** CONSIGNES **
a - Les affirmations suivantes concordent-elles avec l'extrait sur Clowes ? (i) Ripa a vécu au XXe siècle. (ii) La science-fiction implique un rapport au temps. (iii) Jack Barlow est présenté avec un seul âge. Répondez à chacune par oui ou non, puis citez mot pour mot les termes du texte qui tranchent.
b - Traduisez en anglais cette phrase de l'extrait sur Clowes : « Le voyage dans le temps est alors un découpage narratif dont les savants emboîtements finissent par participer eux-mêmes à l'histoire. »
c - Veuillez transcrire sans rien changer un passage de l'extrait sur Clowes. Commencez aux mots « C’est à cette » et arrêtez-vous après « est de mise. ».

** TEXTE FOURNI **
C’est à cette date, dans un futur aussi improbable que caricatural, que Clowes montre la mythologie et, peut-être, la croyance de son siècle. La où Ripa, en pleine Renaissance, rationalisait les symboles de la culture gréco-latine et chrétienne, l’auteur de Ghost World fait lui aussi avec raison usage de la sci-fi étatsunienne[3], dans un récit de renaissance patiemment mise en place, témoignant avant tout d’une science de la fiction. Le voyage dans le temps est alors un découpage narratif dont les savants emboîtements finissent par participer eux-mêmes à l’histoire. Pour les justifier, la science-fiction se trouve par conséquent naturellement convoquée, d’autant qu’elle implique nécessairement un rapport au temps, le futur, et une attente face à la réalisation de ce que certains prennent pour une annonce, une prophétie. Là aussi la patience est de mise.

En faisant de Jack Barlow un personnage Janus, bifrons avec deux âges, entre une jeunesse qui ne savait, ni ne pouvait, et une vieillesse qui sait et qui peut encore, Daniel Clowes fait aussi le constat de sa propre histoire d’homme et de créateur dont la carrière a commencée dans les années 80. Par la force des choses, il est un voyageur du temps, comme tout le monde, mais se sentant déjà en 2029.

** DONNÉES **
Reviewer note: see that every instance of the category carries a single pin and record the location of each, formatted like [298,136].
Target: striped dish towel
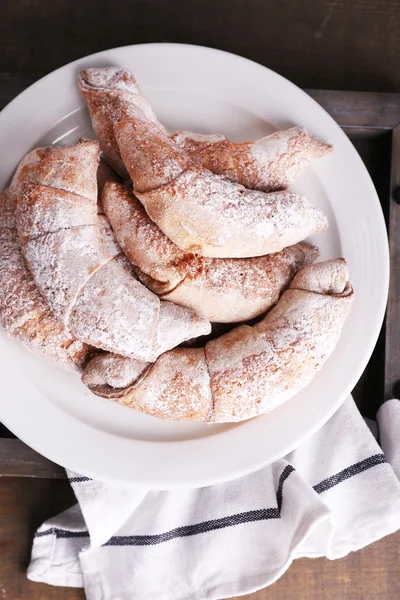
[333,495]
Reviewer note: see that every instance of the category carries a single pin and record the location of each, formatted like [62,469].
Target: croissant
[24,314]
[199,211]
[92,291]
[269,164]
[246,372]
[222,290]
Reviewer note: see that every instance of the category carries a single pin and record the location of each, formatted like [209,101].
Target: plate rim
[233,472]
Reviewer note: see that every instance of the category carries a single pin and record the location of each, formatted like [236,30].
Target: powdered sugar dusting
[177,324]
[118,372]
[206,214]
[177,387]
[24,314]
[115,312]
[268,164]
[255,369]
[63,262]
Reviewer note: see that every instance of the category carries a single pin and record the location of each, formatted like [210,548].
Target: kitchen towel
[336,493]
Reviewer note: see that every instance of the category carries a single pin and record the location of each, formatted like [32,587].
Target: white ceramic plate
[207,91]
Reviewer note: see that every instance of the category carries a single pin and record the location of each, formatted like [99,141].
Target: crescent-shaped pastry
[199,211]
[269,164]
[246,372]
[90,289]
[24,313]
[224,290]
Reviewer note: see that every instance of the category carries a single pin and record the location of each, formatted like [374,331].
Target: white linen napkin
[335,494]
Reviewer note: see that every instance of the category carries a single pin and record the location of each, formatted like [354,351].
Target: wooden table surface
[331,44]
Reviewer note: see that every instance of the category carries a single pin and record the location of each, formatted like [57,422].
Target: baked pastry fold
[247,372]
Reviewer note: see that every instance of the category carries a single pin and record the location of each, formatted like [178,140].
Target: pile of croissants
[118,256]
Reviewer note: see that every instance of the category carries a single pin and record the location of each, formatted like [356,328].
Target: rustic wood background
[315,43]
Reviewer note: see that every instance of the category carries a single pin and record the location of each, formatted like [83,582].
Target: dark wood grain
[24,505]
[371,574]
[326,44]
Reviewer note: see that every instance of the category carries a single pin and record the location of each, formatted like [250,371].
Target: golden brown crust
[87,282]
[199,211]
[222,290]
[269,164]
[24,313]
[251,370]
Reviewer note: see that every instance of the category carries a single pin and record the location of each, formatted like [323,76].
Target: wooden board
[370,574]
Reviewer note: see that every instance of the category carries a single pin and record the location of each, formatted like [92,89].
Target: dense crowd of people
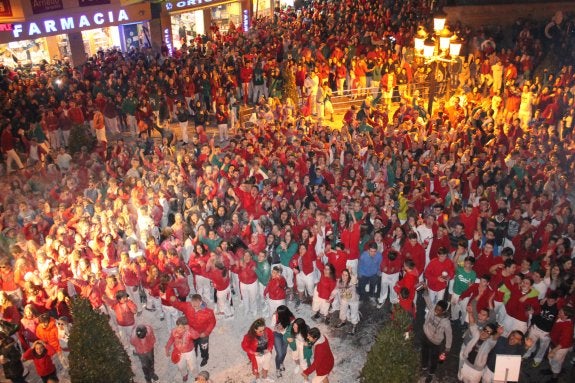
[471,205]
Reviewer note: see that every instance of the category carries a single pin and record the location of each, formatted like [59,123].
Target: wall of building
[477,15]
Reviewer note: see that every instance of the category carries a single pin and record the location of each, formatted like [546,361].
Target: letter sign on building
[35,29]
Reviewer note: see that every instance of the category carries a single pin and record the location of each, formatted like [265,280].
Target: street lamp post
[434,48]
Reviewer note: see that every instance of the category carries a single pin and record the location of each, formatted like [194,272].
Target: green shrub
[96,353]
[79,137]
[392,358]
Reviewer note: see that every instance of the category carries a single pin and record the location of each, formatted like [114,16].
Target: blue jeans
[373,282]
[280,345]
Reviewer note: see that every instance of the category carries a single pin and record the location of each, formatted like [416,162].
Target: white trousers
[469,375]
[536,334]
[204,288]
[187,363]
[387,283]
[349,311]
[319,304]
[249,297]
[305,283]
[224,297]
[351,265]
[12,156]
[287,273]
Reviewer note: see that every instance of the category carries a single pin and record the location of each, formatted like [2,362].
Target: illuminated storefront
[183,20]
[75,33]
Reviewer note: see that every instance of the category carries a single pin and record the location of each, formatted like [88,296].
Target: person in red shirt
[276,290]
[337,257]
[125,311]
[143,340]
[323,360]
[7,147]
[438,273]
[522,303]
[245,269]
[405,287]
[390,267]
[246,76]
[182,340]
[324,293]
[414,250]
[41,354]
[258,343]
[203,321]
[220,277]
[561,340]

** CORRIGÉS **
a -
(i) Non : « Ripa, en pleine Renaissance »
(ii) Oui : « elle implique nécessairement un rapport au temps »
(iii) Non : « bifrons avec deux âges »

b - Time travel is thus a narrative structure whose skillful nestings end up becoming part of the story themselves.

c -
C’est à cette date, dans un futur aussi improbable que caricatural, que Clowes montre la mythologie et, peut-être, la croyance de son siècle. La où Ripa, en pleine Renaissance, rationalisait les symboles de la culture gréco-latine et chrétienne, l’auteur de Ghost World fait lui aussi avec raison usage de la sci-fi étatsunienne[3], dans un récit de renaissance patiemment mise en place, témoignant avant tout d’une science de la fiction. Le voyage dans le temps est alors un découpage narratif dont les savants emboîtements finissent par participer eux-mêmes à l’histoire. Pour les justifier, la science-fiction se trouve par conséquent naturellement convoquée, d’autant qu’elle implique nécessairement un rapport au temps, le futur, et une attente face à la réalisation de ce que certains prennent pour une annonce, une prophétie. Là aussi la patience est de mise.